REQUIRED WORK → Provide the number of lines in the entries below containing "street", with no further words.

Segment Start: INPUT MATERIAL

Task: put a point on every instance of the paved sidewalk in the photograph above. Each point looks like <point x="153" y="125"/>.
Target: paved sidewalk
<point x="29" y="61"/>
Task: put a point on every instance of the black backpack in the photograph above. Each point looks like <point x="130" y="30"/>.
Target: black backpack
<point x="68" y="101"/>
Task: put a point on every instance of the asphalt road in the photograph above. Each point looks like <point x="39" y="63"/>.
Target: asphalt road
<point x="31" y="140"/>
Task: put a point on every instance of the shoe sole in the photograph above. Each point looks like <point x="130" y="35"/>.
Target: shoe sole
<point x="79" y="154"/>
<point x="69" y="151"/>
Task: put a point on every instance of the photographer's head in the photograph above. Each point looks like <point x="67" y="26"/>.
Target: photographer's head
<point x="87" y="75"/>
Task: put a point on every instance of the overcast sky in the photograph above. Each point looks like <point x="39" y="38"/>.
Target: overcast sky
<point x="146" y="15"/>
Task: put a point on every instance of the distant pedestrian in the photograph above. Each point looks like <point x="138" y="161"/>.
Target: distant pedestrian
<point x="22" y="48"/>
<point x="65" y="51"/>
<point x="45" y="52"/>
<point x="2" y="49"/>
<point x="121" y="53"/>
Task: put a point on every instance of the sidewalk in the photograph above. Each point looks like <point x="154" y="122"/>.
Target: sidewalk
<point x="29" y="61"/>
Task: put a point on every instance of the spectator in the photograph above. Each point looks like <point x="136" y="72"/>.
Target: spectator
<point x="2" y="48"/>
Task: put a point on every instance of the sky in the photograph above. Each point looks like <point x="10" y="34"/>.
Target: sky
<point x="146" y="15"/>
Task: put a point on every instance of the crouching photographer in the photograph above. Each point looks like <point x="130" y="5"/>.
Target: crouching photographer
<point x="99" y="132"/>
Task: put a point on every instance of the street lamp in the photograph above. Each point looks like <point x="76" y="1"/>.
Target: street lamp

Segment End: INPUT MATERIAL

ANSWER BOX → 2